**Text excerpt:**
+ + + +
Judith Kerr’s Creatures: A celebration of her life and work

I am struggling to finish books at the moment, leaving them unfinished with very few having the power to keep me going to the end. So this book was a delight. I have always loved Kerr’s books, picture books more than her novels, with particular love for Mog at Christmas. Sainsbury’s did the book justice when they created a christmas advert out of it.

And if you look very closely, you can even see Judith Kerr in it.

The Creatures in the book are Judith’s family and friends and whilst the writing feels a bit stilted, I loved the journey from her drawings as a child through to her book illustrations. It shows that by the age of 12 she had developed a style of drawing, which went on to evolve. It is equally amazing that the drawings of the young Judith survived considering her fleeing from Germany, Belgium and France to finally ending up in Britain. It is also a testimoney to the idea that if you draw and draw and draw you will get better at it. And, she did!
+ + + +
Pointing dataset records

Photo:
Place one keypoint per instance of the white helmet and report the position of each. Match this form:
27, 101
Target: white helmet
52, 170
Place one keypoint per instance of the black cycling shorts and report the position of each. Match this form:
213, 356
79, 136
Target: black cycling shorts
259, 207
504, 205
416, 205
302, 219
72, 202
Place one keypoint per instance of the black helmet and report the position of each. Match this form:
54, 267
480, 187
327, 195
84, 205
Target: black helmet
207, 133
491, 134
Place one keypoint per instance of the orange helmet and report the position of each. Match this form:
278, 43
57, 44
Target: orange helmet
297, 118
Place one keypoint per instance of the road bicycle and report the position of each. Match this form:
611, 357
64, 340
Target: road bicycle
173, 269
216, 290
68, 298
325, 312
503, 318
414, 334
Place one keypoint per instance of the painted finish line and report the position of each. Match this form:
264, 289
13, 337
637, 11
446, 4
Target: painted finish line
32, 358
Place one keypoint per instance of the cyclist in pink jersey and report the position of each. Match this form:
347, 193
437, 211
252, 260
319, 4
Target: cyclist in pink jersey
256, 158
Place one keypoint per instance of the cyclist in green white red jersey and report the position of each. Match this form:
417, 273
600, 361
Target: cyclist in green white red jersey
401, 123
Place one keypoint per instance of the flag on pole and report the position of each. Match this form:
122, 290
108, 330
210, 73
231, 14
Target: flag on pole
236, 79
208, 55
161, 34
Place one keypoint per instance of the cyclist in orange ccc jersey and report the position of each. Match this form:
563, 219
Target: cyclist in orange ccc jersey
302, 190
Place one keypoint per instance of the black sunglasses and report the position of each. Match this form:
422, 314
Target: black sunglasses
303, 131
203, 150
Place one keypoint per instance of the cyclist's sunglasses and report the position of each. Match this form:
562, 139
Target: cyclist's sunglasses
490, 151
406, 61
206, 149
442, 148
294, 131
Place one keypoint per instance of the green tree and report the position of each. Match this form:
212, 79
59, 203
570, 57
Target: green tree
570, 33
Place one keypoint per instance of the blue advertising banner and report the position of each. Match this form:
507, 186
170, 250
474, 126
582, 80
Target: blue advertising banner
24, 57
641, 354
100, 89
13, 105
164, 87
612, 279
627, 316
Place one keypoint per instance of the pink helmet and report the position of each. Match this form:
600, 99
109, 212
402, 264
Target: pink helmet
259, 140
+ + + +
**Task to complete:**
Write out the part of the book review starting with "I am struggling" and going on through "Kerr in it.". Rely only on the book review and not on the listing.

**The reply:**
I am struggling to finish books at the moment, leaving them unfinished with very few having the power to keep me going to the end. So this book was a delight. I have always loved Kerr’s books, picture books more than her novels, with particular love for Mog at Christmas. Sainsbury’s did the book justice when they created a christmas advert out of it.

And if you look very closely, you can even see Judith Kerr in it.